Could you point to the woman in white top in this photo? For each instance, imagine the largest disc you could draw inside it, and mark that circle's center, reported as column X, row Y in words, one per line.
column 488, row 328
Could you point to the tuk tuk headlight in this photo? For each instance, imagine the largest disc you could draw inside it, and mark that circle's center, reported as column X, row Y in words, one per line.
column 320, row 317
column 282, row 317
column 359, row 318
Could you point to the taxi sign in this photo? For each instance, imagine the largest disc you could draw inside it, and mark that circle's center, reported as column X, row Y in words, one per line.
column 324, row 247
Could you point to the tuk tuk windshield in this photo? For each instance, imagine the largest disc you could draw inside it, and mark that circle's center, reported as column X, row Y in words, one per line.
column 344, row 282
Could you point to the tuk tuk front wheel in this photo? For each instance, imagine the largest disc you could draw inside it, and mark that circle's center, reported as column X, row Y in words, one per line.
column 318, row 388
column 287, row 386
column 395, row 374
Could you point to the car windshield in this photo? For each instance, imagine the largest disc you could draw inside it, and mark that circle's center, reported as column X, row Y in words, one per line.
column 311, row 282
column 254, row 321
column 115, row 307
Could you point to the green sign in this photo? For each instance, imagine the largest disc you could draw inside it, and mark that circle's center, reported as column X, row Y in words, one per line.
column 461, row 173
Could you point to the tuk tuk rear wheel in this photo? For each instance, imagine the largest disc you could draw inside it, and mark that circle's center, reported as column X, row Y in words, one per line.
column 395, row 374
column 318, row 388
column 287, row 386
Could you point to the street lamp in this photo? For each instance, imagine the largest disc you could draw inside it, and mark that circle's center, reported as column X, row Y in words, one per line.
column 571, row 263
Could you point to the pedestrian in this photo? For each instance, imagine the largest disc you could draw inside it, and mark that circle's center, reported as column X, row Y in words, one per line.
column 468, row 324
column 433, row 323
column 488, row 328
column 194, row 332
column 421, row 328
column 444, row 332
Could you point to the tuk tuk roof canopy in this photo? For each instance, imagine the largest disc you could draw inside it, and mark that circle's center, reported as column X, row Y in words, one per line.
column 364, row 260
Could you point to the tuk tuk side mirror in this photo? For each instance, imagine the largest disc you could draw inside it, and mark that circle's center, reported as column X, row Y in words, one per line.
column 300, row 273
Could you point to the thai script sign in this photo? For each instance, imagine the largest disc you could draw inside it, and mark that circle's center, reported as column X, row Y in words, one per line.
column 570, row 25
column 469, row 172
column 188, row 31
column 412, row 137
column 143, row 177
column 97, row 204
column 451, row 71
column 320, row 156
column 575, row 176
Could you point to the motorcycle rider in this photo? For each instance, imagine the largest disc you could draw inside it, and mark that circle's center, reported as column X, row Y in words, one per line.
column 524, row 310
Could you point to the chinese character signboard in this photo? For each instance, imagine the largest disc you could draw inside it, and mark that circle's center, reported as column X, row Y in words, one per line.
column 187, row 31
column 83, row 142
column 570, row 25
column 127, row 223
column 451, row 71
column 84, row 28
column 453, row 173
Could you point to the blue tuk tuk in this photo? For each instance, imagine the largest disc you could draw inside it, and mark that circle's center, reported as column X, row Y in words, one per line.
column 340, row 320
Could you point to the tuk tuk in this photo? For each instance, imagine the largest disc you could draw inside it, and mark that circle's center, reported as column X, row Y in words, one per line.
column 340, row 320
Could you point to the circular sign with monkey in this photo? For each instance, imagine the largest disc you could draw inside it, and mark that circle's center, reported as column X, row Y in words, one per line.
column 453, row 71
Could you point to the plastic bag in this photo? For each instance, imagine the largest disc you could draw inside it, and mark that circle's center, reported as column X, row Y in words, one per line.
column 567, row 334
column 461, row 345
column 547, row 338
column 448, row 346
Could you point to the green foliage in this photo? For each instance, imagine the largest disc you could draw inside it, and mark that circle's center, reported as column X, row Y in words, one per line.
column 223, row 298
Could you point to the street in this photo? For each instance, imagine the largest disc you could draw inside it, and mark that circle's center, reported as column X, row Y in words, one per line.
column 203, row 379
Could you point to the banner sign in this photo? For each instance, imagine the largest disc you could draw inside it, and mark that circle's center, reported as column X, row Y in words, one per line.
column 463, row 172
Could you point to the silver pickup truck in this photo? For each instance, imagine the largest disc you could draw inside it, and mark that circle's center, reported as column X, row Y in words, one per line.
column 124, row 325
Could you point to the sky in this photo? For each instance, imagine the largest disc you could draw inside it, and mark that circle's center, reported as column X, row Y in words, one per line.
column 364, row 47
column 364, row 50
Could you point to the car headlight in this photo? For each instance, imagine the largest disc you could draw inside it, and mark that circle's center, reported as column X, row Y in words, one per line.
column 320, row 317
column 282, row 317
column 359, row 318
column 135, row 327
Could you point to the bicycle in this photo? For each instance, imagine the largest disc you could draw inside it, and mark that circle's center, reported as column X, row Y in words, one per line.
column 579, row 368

================================

What you have to do: All records shown above are to be given again verbatim.

Written reply:
Could you point to the woman in white top in this photo? For each instance, imagine the largest disc you could draw inside it, and mark that circle's center, reported as column X, row Y in words, one per line.
column 488, row 328
Could you point to the tuk tuk headlight in this photo? For each instance, imagine the largest disc you could draw inside it, and mark that circle's center, reported as column X, row Y in words, one per line.
column 320, row 317
column 282, row 317
column 359, row 318
Could you point to the taxi sign in this photo? For each instance, imagine the largest disc you could draw inside it, and mark that circle's center, reported as column X, row Y in words, one per line.
column 324, row 247
Could you point to the tuk tuk windshield in this photo? For each instance, imagine the largest disc you could draw inside it, and mark that circle's center, reported as column X, row Y in words, one per line.
column 344, row 282
Could you point to the tuk tuk front wheel in this photo? For each instance, imagine the largest disc you could draw inside it, and mark that circle's center, reported as column X, row Y in words, one per line.
column 318, row 388
column 287, row 386
column 395, row 374
Could you point to the car windshield in this photo? For each instance, imagine the largest disc you could draw inside it, and mark that circle's center, reported as column X, row Y in words, one per line.
column 311, row 282
column 254, row 321
column 115, row 307
Could you point to the green sign in this photo? For each instance, imagine the largest disc you could draw inside it, and mark that circle's center, reported as column X, row Y in words, one per line.
column 461, row 173
Could you point to the tuk tuk rear wheel in this photo? For each instance, imagine the largest disc you could draw inside it, and mark that circle's center, reported as column X, row Y in words, one per line.
column 395, row 374
column 318, row 388
column 287, row 386
Could you point to the street lamp in this photo? For each instance, imagine the largest disc you could draw inside it, and mark that circle's center, reported as column X, row Y in words, one per line.
column 571, row 263
Could you point to the pedestrian in this photo? For each instance, imagine the largest disc you could draw inside it, and mark that circle's center, reported as column X, row Y in words, one per line.
column 468, row 324
column 433, row 323
column 488, row 328
column 194, row 332
column 421, row 328
column 444, row 332
Could you point to the tuk tuk roof canopy in this photo? For each instance, imagine the largest disc you could draw inside it, and mark that circle's center, reported as column X, row Y in words, one per line.
column 364, row 260
Could you point to the tuk tuk side mirror in this photo? For each instance, imagine the largest disc you could draw inside it, and mark that circle's center, reported as column X, row Y in words, one per line.
column 300, row 273
Could you point to the thai script sign in this photo? For each instance, imagine the largest disc you could draw inside it, and mark that circle's center, reported as column X, row Y in words, one per line.
column 570, row 25
column 469, row 172
column 188, row 31
column 412, row 137
column 143, row 177
column 97, row 204
column 451, row 71
column 320, row 156
column 575, row 176
Could you point to the motorcycle rider in this photo? For each instance, imagine the largest disc you could draw inside it, and mark that circle's center, reported as column X, row Y in words, one per line.
column 524, row 310
Could you point to the chinese character signboard in this photo? For each instance, imagine the largest disc you could draw inside it, and mark that circle's center, reported as column X, row Y in words, one per line.
column 187, row 31
column 83, row 142
column 570, row 25
column 127, row 223
column 451, row 71
column 84, row 28
column 453, row 173
Could you point to the blue tuk tuk in this photo? For each instance, imagine the largest disc you could draw inside it, and mark that circle's center, reported as column X, row Y in words, one per line.
column 340, row 320
Could you point to the tuk tuk in this photo? For each instance, imagine the largest disc you could draw inside it, and mark that circle's center, reported as column X, row Y in words, one per line.
column 340, row 320
Could you point to the circular sign with monkey in this photo? For each instance, imagine the largest disc you could draw inside it, and mark that circle's center, reported as column X, row Y in words, one per line.
column 453, row 71
Could you point to the plastic bag in this photo? For each instance, imagine the largest disc you could draw inside it, and mark that circle's center, reported as column X, row Y in words, one per line.
column 567, row 334
column 461, row 345
column 547, row 338
column 448, row 346
Could you point to the green foliage in this photo? For each instance, imagine the largest disc you could draw inside it, and mark that circle's center, reported as column X, row Y in words, one per line.
column 223, row 298
Could you point to the street in this photo? For each instance, imagine the largest disc you could draw inside it, and mark that circle's center, reported as column X, row Y in words, one per line.
column 203, row 379
Could you point to the banner sign in this photo? For each instance, imagine the largest disc you could draw inside it, and mark that circle's center, reported as column X, row Y in words, one per line.
column 463, row 172
Could you point to the silver pickup truck in this photo? For each instance, imagine the largest disc you could draw inside it, and mark that circle's center, reported as column X, row Y in words, one per line.
column 124, row 325
Could you point to the sky in this photo? For each instance, imagine the largest disc you could draw inside it, and mark that circle's center, reported as column X, row Y in words, one per line.
column 364, row 47
column 364, row 50
Could you point to the car headlight in this photo? For each instance, imagine the largest disc you could draw inside it, and mark that circle's center, reported as column X, row Y in words, one per line.
column 320, row 317
column 282, row 317
column 359, row 318
column 135, row 327
Could you point to the bicycle in this photo? For each instance, imagine the largest disc you could draw inside it, and mark that circle's center, reported as column X, row Y in words, one per line.
column 579, row 368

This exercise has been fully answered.